→ **Извлечённые данные**

>>>

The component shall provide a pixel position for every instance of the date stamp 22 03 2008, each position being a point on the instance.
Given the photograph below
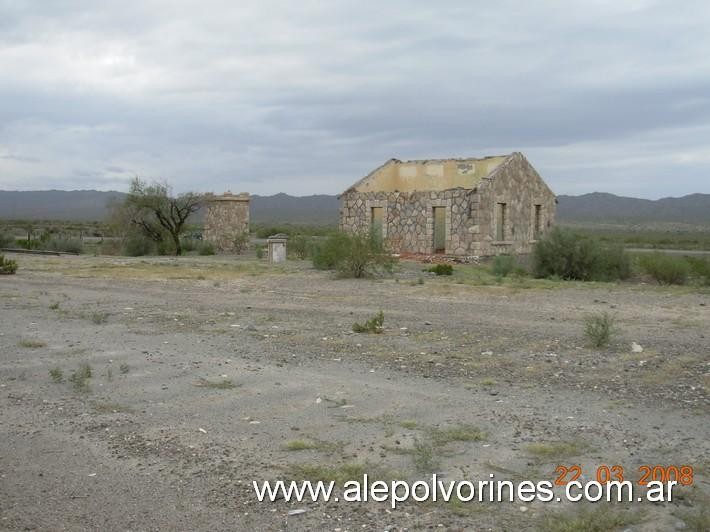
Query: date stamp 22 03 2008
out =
(682, 474)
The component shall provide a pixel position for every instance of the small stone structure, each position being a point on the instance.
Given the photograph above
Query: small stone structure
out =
(277, 248)
(488, 206)
(226, 220)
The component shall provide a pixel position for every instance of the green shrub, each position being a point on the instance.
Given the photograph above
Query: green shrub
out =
(700, 268)
(7, 241)
(567, 255)
(599, 328)
(111, 247)
(56, 374)
(373, 325)
(138, 245)
(503, 265)
(442, 269)
(7, 266)
(206, 248)
(665, 269)
(66, 245)
(352, 255)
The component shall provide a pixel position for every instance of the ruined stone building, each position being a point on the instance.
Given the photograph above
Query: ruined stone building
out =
(488, 206)
(226, 220)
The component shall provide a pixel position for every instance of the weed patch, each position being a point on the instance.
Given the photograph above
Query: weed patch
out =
(7, 266)
(441, 269)
(598, 520)
(224, 384)
(457, 433)
(599, 329)
(558, 449)
(373, 325)
(80, 378)
(99, 318)
(57, 375)
(31, 344)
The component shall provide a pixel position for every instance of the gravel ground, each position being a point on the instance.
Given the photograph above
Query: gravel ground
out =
(208, 373)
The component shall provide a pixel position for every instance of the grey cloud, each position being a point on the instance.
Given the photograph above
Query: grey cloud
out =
(307, 97)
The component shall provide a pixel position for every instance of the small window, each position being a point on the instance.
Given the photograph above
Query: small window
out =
(501, 221)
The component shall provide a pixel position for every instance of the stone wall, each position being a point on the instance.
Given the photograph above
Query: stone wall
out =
(520, 187)
(227, 218)
(409, 218)
(470, 213)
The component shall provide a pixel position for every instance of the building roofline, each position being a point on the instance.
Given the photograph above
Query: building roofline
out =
(490, 175)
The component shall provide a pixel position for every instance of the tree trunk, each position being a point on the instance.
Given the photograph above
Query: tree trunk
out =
(178, 247)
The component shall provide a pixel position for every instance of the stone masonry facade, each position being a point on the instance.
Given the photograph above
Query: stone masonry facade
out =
(472, 215)
(226, 219)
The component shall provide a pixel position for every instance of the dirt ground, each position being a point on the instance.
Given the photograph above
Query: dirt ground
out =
(208, 373)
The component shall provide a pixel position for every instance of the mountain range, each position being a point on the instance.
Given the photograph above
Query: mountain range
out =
(594, 208)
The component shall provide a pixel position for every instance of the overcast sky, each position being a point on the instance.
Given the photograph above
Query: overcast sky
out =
(306, 97)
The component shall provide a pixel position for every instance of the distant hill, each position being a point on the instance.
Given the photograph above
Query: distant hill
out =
(89, 205)
(595, 208)
(77, 205)
(600, 207)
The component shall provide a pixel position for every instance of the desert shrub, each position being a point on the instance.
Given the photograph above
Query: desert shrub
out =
(206, 248)
(352, 255)
(373, 325)
(441, 269)
(112, 246)
(665, 269)
(66, 245)
(138, 245)
(567, 255)
(300, 246)
(700, 268)
(599, 328)
(266, 231)
(7, 266)
(6, 241)
(503, 265)
(241, 242)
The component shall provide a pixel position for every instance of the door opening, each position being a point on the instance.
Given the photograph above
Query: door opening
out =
(439, 229)
(376, 223)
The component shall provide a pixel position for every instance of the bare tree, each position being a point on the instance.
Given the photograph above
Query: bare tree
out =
(157, 213)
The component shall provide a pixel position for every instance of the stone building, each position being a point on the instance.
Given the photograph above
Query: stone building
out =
(226, 220)
(489, 206)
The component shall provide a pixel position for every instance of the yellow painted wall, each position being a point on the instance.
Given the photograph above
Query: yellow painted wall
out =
(435, 175)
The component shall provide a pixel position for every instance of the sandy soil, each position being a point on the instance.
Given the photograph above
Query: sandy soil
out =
(208, 373)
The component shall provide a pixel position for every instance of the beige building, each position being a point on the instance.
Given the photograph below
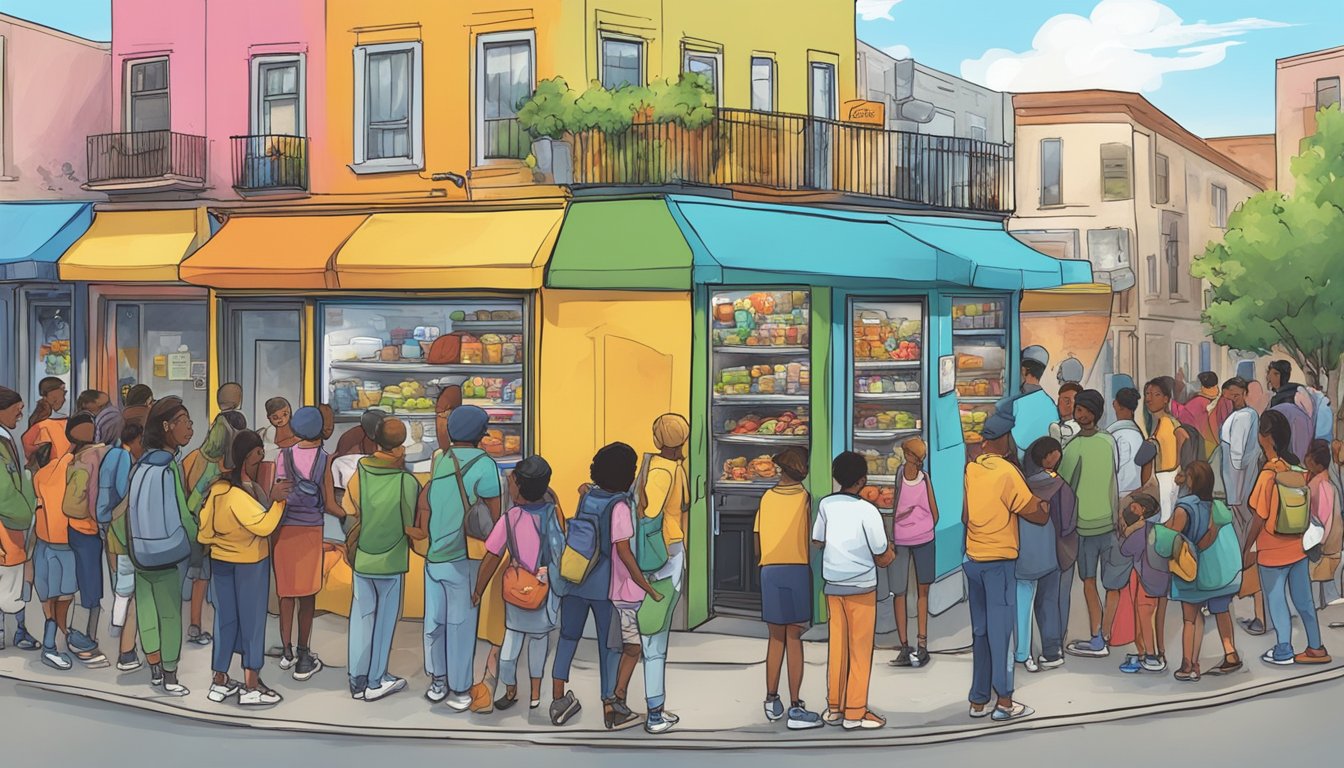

<<<

Преобразуй все данные выше в нумерованный список строк без пустых строк. Изображения в ответ не включай.

1. The component shall provide a pixel position for every instance of the date stamp 22 03 2008, each position being a point on the instance.
2. Given the photograph below
3. Query: date stamp 22 03 2008
4. out =
5. (682, 474)
6. The component shall provide a pixel position for every instance of the small stone structure, each position being a point on the instance.
7. Given the photograph above
8. Query: small stone structure
9. out =
10. (277, 248)
11. (488, 206)
12. (226, 220)
13. The component shall provide a pixel position for every instance of the green shrub, each position being a point on the instance.
14. Given the photograph above
15. Query: green shrub
16. out =
17. (700, 268)
18. (7, 241)
19. (567, 255)
20. (599, 328)
21. (111, 247)
22. (56, 374)
23. (373, 325)
24. (138, 245)
25. (503, 265)
26. (442, 269)
27. (7, 266)
28. (206, 248)
29. (665, 269)
30. (66, 245)
31. (352, 255)
32. The component shall provide a pixel position for every instance of the ruined stone building, each position being a point on the instance.
33. Given the photograph above
34. Query: ruined stone building
35. out =
36. (488, 206)
37. (226, 220)
38. The component shall provide a pixel position for every instance of the weed patch, each position being a point on the instance.
39. Given the photograph above
40. Query: weed patch
41. out =
42. (7, 266)
43. (441, 269)
44. (598, 520)
45. (224, 384)
46. (457, 433)
47. (599, 329)
48. (558, 449)
49. (373, 325)
50. (80, 378)
51. (99, 318)
52. (57, 375)
53. (31, 344)
54. The component shall provide a pixel position for every instance of the gravel ground, each position being a point on the instance.
55. Given the photograph above
56. Query: gravel ground
57. out =
58. (208, 373)
59. The component shall provide a pixel position for every instance of the grey cloud, each position being a point on the instance.
60. Given the photograph above
61. Query: grey cloud
62. out =
63. (307, 97)
64. The component shall provide a pixel position for every instance of the small window, each position being a point on the instance.
65. Given the photograph above
66. Query: small window
67. out =
68. (501, 221)
69. The component shall provide a pixel position for every instance of the stone wall, each position being a point on the instance.
70. Given the photograph above
71. Query: stone wall
72. out =
73. (520, 187)
74. (227, 218)
75. (409, 218)
76. (470, 213)
77. The component shall provide a pixel position for every instance of the building roofline, each position being a point on the instance.
78. Given the photograph above
79. Query: building roofline
80. out =
81. (490, 175)
82. The component shall provide a pixel position for every instance of the tree trunk, each position being a point on the instance.
83. Given the photograph above
84. Query: tree trunk
85. out =
86. (178, 247)
87. The component shall provide a pixel position for every instance of the stone masonry facade, each position being a point on the instance.
88. Given the photograph above
89. Query: stone masonry facade
90. out =
91. (472, 215)
92. (226, 219)
93. The component shall provide a pixel position for every instance of the dirt ground, each position being a point on the instance.
94. Given the photograph above
95. Query: dirt ground
96. out =
97. (208, 373)
98. The component shall provide a pixel position for every instance of the mountain range, each position being a point on the instance.
99. Given the photograph above
100. Query: mountain range
101. out =
102. (594, 208)
103. The component shall provide a pixel position for every instance of the overcast sky, each position being a point on the instance.
104. Given the photograph above
105. Query: overcast sky
106. out =
107. (306, 97)
108. The component shall provide a pixel position for every instance of the distant hill, each position being a point on the instance.
109. Given the photograph above
110. Query: distant hill
111. out =
112. (89, 205)
113. (595, 208)
114. (77, 205)
115. (600, 207)
116. The component shall provide a pixel position for every instance of the desert shrub, each position being a point on the instance.
117. Given the photograph above
118. Query: desert shrub
119. out =
120. (206, 248)
121. (352, 255)
122. (373, 325)
123. (441, 269)
124. (112, 246)
125. (665, 269)
126. (66, 245)
127. (138, 245)
128. (567, 255)
129. (300, 246)
130. (700, 268)
131. (599, 328)
132. (266, 231)
133. (7, 266)
134. (6, 241)
135. (503, 265)
136. (241, 242)
137. The component shall provide a pixel position for every instance of the door opening, each position being a point on the instance.
138. Given the photograph above
139. Query: door opening
140. out =
141. (439, 229)
142. (376, 223)
143. The component shall provide a pixel position for every instance of the bare tree, each position being a point on the instance.
144. Given the photograph above
145. Query: bare tree
146. out =
147. (157, 213)
148. The component shall provide a pixel position for every instance of the stone building, each position being a point on the instance.
149. Given the photograph above
150. Query: stone building
151. out =
152. (226, 220)
153. (489, 206)
154. The component shall provide a pixel position for every instance of the yellow painted wall, each position being a point on the instance.
155. Given the photograph above
156. Query: yellow painted wall
157. out =
158. (435, 175)
159. The component shall provide a pixel position for every instance of the sandy soil, each position being a point on the instance.
160. Given the photograph above
161. Query: sandy soil
162. out =
163. (208, 373)
164. The component shall provide a pixel position for every instance of the beige building, each position being a point on the instance.
165. Given the photograph below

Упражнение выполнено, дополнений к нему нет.